Would you return all of this data exactly, leaving nothing out?

Records from a data source
* * *

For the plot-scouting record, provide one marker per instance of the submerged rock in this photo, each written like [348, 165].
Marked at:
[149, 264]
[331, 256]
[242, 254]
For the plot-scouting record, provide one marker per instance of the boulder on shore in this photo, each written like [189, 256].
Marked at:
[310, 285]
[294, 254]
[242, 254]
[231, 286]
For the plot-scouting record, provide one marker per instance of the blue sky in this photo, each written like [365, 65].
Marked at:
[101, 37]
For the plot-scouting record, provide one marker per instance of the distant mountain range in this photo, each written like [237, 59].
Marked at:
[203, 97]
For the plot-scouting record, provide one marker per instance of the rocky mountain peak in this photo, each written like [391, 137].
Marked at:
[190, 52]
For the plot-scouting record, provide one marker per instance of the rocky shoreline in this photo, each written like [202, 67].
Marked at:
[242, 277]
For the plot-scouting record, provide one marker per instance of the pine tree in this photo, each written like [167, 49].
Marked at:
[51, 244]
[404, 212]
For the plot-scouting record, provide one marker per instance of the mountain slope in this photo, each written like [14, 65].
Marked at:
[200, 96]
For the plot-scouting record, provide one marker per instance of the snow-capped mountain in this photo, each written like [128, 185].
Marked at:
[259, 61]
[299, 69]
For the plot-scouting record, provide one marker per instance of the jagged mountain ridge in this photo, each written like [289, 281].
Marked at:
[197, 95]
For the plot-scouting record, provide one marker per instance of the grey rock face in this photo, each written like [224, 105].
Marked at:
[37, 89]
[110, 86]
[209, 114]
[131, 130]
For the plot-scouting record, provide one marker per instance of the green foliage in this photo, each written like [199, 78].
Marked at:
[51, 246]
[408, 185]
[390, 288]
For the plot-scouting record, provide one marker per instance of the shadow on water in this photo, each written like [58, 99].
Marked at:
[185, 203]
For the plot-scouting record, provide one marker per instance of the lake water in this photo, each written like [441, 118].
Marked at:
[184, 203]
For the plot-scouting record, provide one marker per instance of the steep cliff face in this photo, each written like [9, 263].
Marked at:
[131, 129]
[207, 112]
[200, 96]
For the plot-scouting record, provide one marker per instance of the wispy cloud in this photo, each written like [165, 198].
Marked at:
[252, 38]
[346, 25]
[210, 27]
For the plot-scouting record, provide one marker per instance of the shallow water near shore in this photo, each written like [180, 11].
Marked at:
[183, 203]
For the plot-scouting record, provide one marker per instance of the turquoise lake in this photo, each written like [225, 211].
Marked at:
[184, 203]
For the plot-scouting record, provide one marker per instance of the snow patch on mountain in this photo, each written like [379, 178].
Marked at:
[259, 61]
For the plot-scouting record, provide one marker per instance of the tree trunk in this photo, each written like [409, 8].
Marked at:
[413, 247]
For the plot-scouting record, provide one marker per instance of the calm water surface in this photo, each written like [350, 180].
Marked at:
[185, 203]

* * *

Full response.
For the plot-scouting record, provide one marker per instance of the submerged rock in this photo, each written like [348, 165].
Marked at:
[149, 264]
[331, 256]
[242, 254]
For the plot-scouting record, provide one marker per instance of the boulder on shore in this photo, each written like [189, 256].
Marked at:
[310, 285]
[294, 254]
[242, 254]
[231, 286]
For the plot-scouting record, provide one marker per instance of the blue sky in this photo, each written like [365, 65].
Marked at:
[101, 37]
For the plot-scouting record, provide one marker per instance of the distant mountain range in this photo, each written like [237, 59].
Marked at:
[203, 97]
For the plot-scouting record, provide one marker per instance of the rocky mountain peak in this photo, each written like [391, 137].
Marked at:
[190, 52]
For the plot-scouting record, provide one marker per instance of the rocky shoreline in this photo, each written like [202, 67].
Marked at:
[242, 277]
For the plot-scouting record, provide one marker per instance of the pine tree in this photo, each written like [167, 49].
Marked at:
[51, 244]
[404, 212]
For the plot-scouting record, provide one marker per instance of the mountain slope in this photo, each written like [14, 65].
Marked at:
[200, 96]
For the plot-scouting record, provide one marker per instance of the snow-capped mountain in this photo, each written like [128, 185].
Marked at:
[259, 61]
[299, 69]
For the plot-scouting record, provide one marker per instance of the jagged mountain ridge in this photo, each written like [289, 281].
Marked at:
[197, 95]
For the plot-scouting record, provide one marker per instance of the grey rock face in this photo, each written like [224, 105].
Marked at:
[37, 89]
[110, 86]
[209, 114]
[131, 130]
For the plot-scouting record, provide one marker per instance of the green foliage in this photo, each written like [199, 78].
Marked at:
[51, 246]
[408, 185]
[390, 288]
For the plot-scouting record, provide one marker per instance of the shadow on water in this photo, each written like [58, 99].
Marked at:
[185, 203]
For the plot-scouting record, provide one marker per instance of the lake water in this photo, each written like [441, 118].
Marked at:
[184, 203]
For the plot-scouting record, provide one marker per instance of the steep cliff face in this photo, each written like [9, 263].
Marked at:
[131, 129]
[207, 112]
[200, 96]
For the plot-scouting record, provide one marker per instance of the wispy cloud in this photo, each written like [165, 198].
Marked at:
[252, 38]
[346, 25]
[210, 27]
For the plot-scouting record, provide one marker per instance of the shallow water near shore in this photo, each written like [180, 11].
Marked at:
[183, 203]
For the plot-scouting record, provide one marker per instance of the turquoise lake in this photo, each written like [225, 211].
Marked at:
[184, 203]
For the plot-scouting record, provide one marker per instance of the snow patch on mountain in this photo, each written like [379, 178].
Marked at:
[259, 61]
For the plot-scouting record, provide one marker per instance of the tree trunk in this photo, each written like [409, 8].
Marked at:
[413, 247]
For the plot-scouting record, provide one marker per instance of the calm water surface in this photo, each written like [350, 180].
Marked at:
[185, 203]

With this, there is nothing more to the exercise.